Fragmento de texto:
>>>>>

La gente también me trataba distinto cuando iba de una forma o la otra, así que probablemente de allí se derivara esa sensación. Todavía sucede, incluso dentro de los círculos en los que más frecuento, pero sobre todo cuando se trata de personas desconocidas de, por ejemplo, un taxi, un bus o del registro civil: me ven y me tratan distinto. Eso no ha cambiado ni cambiará.

La que ha cambiado en realidad he sido yo. Luego de largos años de conflicto interno, a mis 25 por fin puedo asegurar que he superado esa sensación de disociación al vestir de una u otra forma y lo he superado fundamentalmente porque he hecho las paces con mi ropa kichwa y, en última instancia, con mi identidad.

Hoy puedo decir que tengo una relación sana con el anako, pero años atrás lo rechazaba con fervor, aunque después tuviera que lidiar con un sentimiento de culpa. Exponer esta parte de mi vida me hace sentir incómoda, pero quiero sincerarme sobre esto porque es parte de un proceso más grande de autoaceptación y autoestima por el que muchos kichwas pasamos en el transcurso de nuestras vidas como individuos racializados. No creo estar sola en esto.

<<<<<

Tus indicaciones:
En el fragmento sobre la ropa kichwa, ¿a qué edad asegura quien escribe haber superado la sensación de disociación al vestir de una u otra forma? Las líneas siguientes son un material independiente del fragmento.

Datos proporcionados:
>>>>>

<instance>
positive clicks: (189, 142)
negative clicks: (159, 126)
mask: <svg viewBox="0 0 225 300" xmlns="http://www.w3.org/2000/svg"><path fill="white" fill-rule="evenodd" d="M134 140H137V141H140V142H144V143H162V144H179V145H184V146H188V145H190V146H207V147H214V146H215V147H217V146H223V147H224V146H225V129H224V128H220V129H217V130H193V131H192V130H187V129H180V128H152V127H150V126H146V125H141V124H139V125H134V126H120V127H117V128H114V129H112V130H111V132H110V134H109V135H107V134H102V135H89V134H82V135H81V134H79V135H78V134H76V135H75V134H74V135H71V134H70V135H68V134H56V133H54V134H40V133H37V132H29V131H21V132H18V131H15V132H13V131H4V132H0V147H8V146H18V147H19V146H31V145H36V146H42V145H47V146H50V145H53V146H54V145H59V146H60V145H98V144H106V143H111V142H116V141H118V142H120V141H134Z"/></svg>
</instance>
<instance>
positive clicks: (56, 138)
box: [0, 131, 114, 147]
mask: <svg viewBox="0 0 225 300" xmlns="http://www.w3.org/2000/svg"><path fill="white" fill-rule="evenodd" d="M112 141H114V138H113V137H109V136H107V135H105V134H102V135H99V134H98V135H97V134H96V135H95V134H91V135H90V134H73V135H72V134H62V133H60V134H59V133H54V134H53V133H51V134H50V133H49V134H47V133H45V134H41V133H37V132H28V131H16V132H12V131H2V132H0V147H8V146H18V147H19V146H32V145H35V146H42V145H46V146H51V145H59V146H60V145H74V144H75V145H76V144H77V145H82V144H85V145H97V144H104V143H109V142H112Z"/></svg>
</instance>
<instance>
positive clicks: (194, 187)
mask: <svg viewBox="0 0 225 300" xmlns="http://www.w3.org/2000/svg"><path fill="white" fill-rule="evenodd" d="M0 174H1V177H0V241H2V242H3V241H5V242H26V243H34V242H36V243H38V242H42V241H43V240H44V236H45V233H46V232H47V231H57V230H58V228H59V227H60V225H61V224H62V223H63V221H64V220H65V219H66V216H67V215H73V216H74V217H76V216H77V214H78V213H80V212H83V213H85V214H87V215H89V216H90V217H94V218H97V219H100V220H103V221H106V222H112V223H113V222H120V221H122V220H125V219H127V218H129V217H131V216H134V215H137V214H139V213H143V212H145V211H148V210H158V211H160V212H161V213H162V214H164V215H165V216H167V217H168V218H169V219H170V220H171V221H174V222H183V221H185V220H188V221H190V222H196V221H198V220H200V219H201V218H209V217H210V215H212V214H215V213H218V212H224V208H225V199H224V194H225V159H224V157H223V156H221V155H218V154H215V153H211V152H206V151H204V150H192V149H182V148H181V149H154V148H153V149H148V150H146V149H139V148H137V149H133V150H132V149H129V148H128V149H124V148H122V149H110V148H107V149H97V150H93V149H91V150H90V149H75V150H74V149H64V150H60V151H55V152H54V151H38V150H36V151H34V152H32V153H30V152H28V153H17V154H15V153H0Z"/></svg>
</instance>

<<<<<

Respuesta escrita:
A los 25 años.